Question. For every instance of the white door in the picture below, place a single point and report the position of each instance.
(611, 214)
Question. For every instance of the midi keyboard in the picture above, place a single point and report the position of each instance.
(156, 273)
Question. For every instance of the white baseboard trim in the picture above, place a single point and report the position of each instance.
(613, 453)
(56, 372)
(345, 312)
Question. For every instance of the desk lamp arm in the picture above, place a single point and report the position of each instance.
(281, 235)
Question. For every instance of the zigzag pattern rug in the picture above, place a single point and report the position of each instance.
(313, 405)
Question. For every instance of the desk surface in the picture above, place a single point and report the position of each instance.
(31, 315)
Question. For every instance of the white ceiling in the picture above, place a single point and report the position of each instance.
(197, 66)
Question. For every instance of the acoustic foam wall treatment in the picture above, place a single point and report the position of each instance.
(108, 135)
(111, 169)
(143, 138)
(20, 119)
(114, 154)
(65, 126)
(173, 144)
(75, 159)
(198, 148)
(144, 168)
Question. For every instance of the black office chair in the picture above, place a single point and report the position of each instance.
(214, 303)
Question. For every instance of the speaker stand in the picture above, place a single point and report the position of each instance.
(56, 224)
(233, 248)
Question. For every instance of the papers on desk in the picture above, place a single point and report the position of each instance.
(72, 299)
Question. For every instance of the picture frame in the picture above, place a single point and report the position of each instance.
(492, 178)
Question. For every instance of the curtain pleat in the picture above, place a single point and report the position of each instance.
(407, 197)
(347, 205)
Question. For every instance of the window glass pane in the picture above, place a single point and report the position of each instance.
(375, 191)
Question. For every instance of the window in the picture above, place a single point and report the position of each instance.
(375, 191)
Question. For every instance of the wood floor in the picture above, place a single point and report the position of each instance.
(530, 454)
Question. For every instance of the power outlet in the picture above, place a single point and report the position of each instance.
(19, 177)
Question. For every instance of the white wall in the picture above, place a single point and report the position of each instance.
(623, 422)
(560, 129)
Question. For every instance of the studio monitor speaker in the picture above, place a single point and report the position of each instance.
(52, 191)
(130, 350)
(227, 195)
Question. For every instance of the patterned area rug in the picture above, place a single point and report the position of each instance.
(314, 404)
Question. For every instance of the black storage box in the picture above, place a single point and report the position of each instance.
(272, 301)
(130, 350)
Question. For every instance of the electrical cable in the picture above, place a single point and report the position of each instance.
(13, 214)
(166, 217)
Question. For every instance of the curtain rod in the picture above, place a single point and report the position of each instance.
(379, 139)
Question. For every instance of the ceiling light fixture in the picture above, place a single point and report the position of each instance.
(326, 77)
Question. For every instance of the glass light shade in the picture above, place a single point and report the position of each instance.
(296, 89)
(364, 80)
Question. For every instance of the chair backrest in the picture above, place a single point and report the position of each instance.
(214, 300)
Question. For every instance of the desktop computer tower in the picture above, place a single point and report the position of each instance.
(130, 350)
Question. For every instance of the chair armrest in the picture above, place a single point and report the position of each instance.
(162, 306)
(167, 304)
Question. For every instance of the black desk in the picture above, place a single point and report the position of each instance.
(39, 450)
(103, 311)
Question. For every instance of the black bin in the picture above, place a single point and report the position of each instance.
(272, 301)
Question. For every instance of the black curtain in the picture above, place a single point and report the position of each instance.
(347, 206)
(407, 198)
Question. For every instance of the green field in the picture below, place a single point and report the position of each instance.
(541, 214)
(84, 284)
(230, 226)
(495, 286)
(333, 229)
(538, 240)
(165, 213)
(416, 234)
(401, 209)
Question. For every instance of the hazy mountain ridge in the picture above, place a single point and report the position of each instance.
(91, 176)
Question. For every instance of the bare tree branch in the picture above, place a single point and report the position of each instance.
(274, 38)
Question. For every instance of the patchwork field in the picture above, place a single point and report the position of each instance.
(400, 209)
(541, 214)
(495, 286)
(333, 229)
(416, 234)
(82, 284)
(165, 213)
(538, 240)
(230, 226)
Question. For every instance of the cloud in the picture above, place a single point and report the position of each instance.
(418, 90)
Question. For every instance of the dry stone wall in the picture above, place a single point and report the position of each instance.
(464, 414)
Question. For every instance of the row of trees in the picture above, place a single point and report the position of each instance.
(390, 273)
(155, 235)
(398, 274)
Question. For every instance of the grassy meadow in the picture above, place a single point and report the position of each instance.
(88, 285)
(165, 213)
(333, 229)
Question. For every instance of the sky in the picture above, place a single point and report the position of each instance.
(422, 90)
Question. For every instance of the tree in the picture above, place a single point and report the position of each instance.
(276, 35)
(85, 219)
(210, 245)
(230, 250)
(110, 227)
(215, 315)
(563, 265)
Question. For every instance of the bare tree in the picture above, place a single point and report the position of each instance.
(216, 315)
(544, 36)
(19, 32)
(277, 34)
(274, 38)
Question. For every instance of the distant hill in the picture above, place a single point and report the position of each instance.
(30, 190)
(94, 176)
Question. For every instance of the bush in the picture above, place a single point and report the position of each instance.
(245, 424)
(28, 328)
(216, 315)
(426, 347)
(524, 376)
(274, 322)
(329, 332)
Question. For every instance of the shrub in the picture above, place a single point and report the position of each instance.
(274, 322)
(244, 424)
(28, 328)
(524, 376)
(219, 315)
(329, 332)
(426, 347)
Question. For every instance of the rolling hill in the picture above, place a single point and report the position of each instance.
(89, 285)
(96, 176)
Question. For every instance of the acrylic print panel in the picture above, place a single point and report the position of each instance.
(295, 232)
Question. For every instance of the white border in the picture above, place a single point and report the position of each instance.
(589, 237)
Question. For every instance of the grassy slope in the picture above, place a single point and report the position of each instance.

——

WORK TO DO.
Reproduce each of the records above word for word, from the first to the last, without changing anything.

SOLUTION TO THIS EXERCISE.
Question. For every instance of the white door in the picture below, place a single point and report the position of each instance.
(611, 214)
Question. For every instance of the midi keyboard in the picture above, place a single point and report the position of each instance.
(156, 273)
Question. For every instance of the white baseboard trim in the picture above, place a single point and report the position of each instance.
(613, 453)
(56, 372)
(345, 312)
Question. For every instance of the desk lamp arm in the picture above, place a single point and report the position of each instance.
(281, 235)
Question. For every instance of the zigzag pattern rug in the picture above, place a single point and report the position of each instance.
(313, 405)
Question. For every instance of the desk surface in the picture above, place a single point and report the position of each instance.
(31, 315)
Question. For every instance of the white ceiling in the picture above, place a single point and report the position of each instance.
(197, 66)
Question. For every instance of the acoustic foam wall treatment in the picture above, place a single point and report the position of each instance.
(108, 135)
(111, 169)
(143, 138)
(20, 119)
(114, 154)
(65, 126)
(173, 144)
(75, 159)
(198, 148)
(144, 168)
Question. For every instance of the black office chair in the picture above, place a single point and report the position of each instance.
(214, 303)
Question. For every instance of the speaker stand in the picture above, place a single point and report the position of each instance.
(56, 224)
(233, 248)
Question. For every instance of the papers on desk in the picture above, place a single point and report the position of each instance.
(72, 299)
Question. For every instance of the picture frame in the picture above, place a single point and report the position of each instance.
(492, 178)
Question. For every instance of the curtain pleat in the picture above, place a single point and report the position of each instance.
(407, 197)
(347, 205)
Question. For every instance of the window glass pane in the picture above, place a single point and report the position of each instance.
(375, 191)
Question. For every instance of the window in the picture above, place a single point and report the position of each instance.
(375, 191)
Question. For every instance of the wood floor in the picture above, place a single point and report the position of each instance.
(530, 454)
Question. For every instance of the power outlet in the picture above, place a single point and report the position of each instance.
(19, 177)
Question. For every instance of the white wall in the picture above, place a single point and report the position of each instance.
(623, 422)
(560, 129)
Question. For every instance of the studio monitor speaker in the picture above, place a single point and report the position of each instance.
(52, 191)
(130, 350)
(227, 195)
Question. For every instance of the patterned area rug in the picture above, place a single point and report the position of each instance.
(314, 404)
Question. For every instance of the black storage box in the picture above, place a single point and report the position of each instance.
(272, 301)
(130, 350)
Question. For every instance of the electrical cable in the picture above, place a single point and report the position of each instance.
(13, 214)
(166, 217)
Question. For every instance of the curtain rod in the picture above, place a single point and report the position of each instance.
(379, 139)
Question. For every instance of the ceiling light fixture in the picture above, place a single point and report the position of each instance.
(326, 77)
Question. For every instance of the glass light shade in the picture above, place a single point and report the position of each instance.
(296, 89)
(364, 80)
Question. For every instance of the chair backrest in the picture above, place a single point and report the position of each instance.
(214, 300)
Question. For every instance of the desktop computer tower in the picture above, place a single point and report the position of each instance.
(130, 350)
Question. For every instance of the chair armrest in the picture above, place a single point and report the position of each instance.
(162, 306)
(167, 304)
Question. For every instance of the black desk in the picture above, place a single point and report the position of each instance.
(39, 450)
(103, 311)
Question. For every instance of the black bin in the picture above, place a single point and report the position of each instance.
(272, 301)
Question. For every instance of the black curtain in the picture above, place a single point and report the position of each instance.
(347, 206)
(407, 198)
Question. For every instance of the green field in the picture below, place a single point and report the position of each instance.
(541, 214)
(84, 284)
(230, 226)
(495, 286)
(333, 229)
(538, 240)
(165, 213)
(416, 234)
(401, 209)
Question. For every instance of the hazy mountain ridge in the picture above, place a single point and report the position of each instance.
(91, 176)
Question. For every instance of the bare tree branch in the picture above, place a single point and report the position of each instance.
(274, 38)
Question. For every instance of the patchwork field in the picture above, place a single point and report the position of each instance.
(400, 209)
(541, 214)
(495, 286)
(333, 229)
(416, 234)
(82, 284)
(165, 213)
(538, 240)
(230, 226)
Question. For every instance of the cloud in the picture above, place a single point and report the position of each instance.
(418, 90)
Question. For every instance of the dry stone wall in the picture above, place a single point and report the position of each instance.
(464, 414)
Question. For every instance of the row of trees in the picture above, place a single point and report the position of each instance.
(390, 273)
(155, 235)
(398, 274)
Question. For every instance of the grassy meadow in the picture above, place a single point and report the position of each instance.
(88, 285)
(165, 213)
(333, 229)
Question. For every instance of the sky in the picture above, place a single point and report the position of each instance.
(422, 90)
Question. For every instance of the tree in the picture above, place a single point and report the position of each instance.
(276, 35)
(85, 219)
(210, 245)
(230, 250)
(110, 227)
(215, 315)
(563, 265)
Question. For every instance of the bare tree in the picture above, place a single point and report the position of each instance.
(216, 315)
(544, 36)
(19, 32)
(277, 34)
(274, 38)
Question. For every instance of the distant hill in the picture above, place a single point and report the position of each instance.
(30, 190)
(94, 176)
Question. For every instance of the bush in the picture above, place a single point and report the position of each instance.
(245, 424)
(28, 328)
(216, 315)
(426, 347)
(524, 376)
(274, 322)
(329, 332)
Question. For every instance of the shrub in the picture above, place a single point and report the position of each instance.
(274, 322)
(244, 424)
(28, 328)
(524, 376)
(219, 315)
(329, 332)
(426, 347)
Question. For every instance of the rolling hill in the picture above, place a single point and report the position of each instance.
(89, 285)
(96, 176)
Question. For every instance of the acrylic print panel in the picture above, place a single point and report the position of each instance.
(295, 232)
Question. For every instance of the white border in the picture above, place a single point and report the position of each instance.
(589, 237)
Question. For every instance of the grassy slope in the picture above, place a single point and report the position of each instance.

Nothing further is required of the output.